→ QUOTED TEXT:
60 football matches in three weeks

Chris Anker Sørensen bloody handlebar
Chris Anker Sørensen bloody handlebar

not 9 months.

Been reading a few people disagreeing that Bradley Wiggins victory in the Tour de France is the top sporting achievement by a Brit. Think I’ve laid out enough evidence over the last few posts about how unique this is for a Brit – only three previous top 10 finishes in 98 races before Sunday.

They say the names weren’t there this year. Well no Jacques Anquetil, Eddy Merckx, Bernard Hinault and Miguel Indurain weren’t riding, so does that devalue it? No. Ah but the new ones, well Wiggins finished fourth in ’09 behind Contador, Andy Schleck and Armstrong, just 6 minutes behind. No two of them are under a cloud and back then things were completely different for Wiggins.

It was still only a year after the Olympics and though he had dropped some weight he was still built more for the track than climbing mountains. By 2012 he’d dropped a stone in weight and put in hour after hour, mile after mile of training in Tenerife, to make sure he was as prepared as he could be. And back in ’09 he didn’t have the team set up he did this year round. Against a clean field with him in the physical and mental shape he is now and with the team support he could have clawed back that 6 minutes back in ’09.

That’s why he added the Tour de France to the Paris-Nice, the Tour de Romandie and the Critérium du Dauphiné he’d already won this year. Something no rider, not just British rider, no rider, none of the greats of the sport, not even Eddy Merckx has ever done before.

So back to 60 football matches in three weeks. How many times did you hear about poor old footballers being tired near the end of the season, or even half way through it. Poor dears need a break mid season, or how else are they mean to perform come some tournament in the summer. Two games a week over three quarters of a year it’s an awful lot, especially with all those cup games.

→ RECORD EXTRACTS:
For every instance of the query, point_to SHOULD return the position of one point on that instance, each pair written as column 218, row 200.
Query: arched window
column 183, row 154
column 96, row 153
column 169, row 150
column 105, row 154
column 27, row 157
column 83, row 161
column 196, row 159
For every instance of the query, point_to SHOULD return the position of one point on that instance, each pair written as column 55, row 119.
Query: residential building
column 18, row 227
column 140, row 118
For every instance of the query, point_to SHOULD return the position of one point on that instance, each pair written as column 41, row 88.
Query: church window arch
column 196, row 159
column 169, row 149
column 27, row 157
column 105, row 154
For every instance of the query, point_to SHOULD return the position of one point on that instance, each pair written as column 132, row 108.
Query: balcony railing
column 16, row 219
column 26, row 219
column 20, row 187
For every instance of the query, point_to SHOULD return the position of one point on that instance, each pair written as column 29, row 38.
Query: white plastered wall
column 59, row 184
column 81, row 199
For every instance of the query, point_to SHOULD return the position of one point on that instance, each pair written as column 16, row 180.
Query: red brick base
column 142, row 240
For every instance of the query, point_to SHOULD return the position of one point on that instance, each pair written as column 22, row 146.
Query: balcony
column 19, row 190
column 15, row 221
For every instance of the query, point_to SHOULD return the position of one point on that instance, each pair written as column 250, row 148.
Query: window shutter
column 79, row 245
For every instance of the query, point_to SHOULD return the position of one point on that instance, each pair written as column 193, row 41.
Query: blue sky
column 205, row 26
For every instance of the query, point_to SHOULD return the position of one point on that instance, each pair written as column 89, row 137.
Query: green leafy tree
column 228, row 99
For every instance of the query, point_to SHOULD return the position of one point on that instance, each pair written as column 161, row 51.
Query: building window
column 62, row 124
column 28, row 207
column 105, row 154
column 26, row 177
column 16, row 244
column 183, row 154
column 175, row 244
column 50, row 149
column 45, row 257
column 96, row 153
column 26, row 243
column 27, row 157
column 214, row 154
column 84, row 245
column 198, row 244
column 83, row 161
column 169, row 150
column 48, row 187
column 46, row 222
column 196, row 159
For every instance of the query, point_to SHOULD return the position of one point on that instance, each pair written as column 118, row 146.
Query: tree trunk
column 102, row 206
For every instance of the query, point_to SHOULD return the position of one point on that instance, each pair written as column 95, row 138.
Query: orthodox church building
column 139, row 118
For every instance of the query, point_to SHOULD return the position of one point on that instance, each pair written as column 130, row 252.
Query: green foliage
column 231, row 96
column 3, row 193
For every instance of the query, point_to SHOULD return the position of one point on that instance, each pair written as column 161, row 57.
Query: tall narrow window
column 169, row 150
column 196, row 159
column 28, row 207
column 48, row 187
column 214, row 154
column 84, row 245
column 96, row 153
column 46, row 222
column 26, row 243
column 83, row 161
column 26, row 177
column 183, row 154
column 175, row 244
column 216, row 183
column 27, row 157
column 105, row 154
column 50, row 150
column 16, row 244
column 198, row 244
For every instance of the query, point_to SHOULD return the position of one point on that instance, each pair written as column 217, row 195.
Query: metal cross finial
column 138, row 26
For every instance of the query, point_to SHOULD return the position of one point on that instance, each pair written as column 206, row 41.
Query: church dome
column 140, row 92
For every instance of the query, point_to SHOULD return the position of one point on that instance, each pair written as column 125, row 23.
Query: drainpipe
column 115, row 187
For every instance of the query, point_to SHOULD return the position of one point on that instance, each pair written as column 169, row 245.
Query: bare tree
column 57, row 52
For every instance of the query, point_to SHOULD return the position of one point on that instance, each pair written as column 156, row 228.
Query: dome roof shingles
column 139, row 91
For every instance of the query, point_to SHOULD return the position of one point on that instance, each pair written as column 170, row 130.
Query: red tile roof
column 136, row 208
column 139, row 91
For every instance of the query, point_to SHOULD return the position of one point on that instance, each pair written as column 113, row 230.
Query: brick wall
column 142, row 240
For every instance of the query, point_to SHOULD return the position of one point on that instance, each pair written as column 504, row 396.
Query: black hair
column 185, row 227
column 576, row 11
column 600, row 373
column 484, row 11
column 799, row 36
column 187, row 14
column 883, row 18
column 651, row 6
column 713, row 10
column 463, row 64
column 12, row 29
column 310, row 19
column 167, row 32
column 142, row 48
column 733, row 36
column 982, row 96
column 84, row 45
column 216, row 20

→ JOB 1: Pick out each line of the records that includes the string "roof", matching case exactly, and copy those lines.
→ JOB 2: Extend the post about Bradley Wiggins's Tour de France win, picking up after its final sentence.

→ EXERCISE OUTPUT 1:
Query: dome roof shingles
Query: red tile roof

→ EXERCISE OUTPUT 2:
Well with a finishing time of 87 hours 34 minutes and 47 seconds that’s nearly 60, ninety minute games – OK it’s just over 58 – Wiggins did in just three weeks, less than one ninth of the time a footballer would have to play a pretty full season, with a lot of cup games. Yet on the very last 1 kilometre of 3,496.9 kilometre course Wiggins was going all out. Powering his team mate to stage glory. Doing so much that other teams were struggling to stay in any sort of contention.

Tired physically and mentally because unlike footballers he had to be on his game for all of those 60 games. No standing around, no hiding going up the Alps or Pyrenees. Only one of the stages could be classed as bit of a day off, though Wiggins still had to make sure he didn’t crash and no one attacked his position.

Really does bang it home how pampered and precious footballers are when you watch something like the Tour. Every few days there’s another rider finishing the stage with an injury that has you disbelieving. In earlier posts I mentioned Andre Greipel fixing his dislocated shoulder to finish and come second in a stage. Oscar Freire finishing stage 6, after being in that big crash 15 miles out, with three broken ribs which punctured his lung. Number of riders with broken wrists or swathed in bandages and plasters that carry on.

And then there’s Chris Anker Sørensen, on stage 17, between Bagnères-de-Luchon and Peyragudes, at the top of one of the climbs he took one of the papers offered to stuff up his jumper for protection on the descent when it got caught in his wheel. Descending is dangerous enough without that kind of thing so he obviously tried to remove it and in the process got two of his fingers stuck in there, slicing them to the bone.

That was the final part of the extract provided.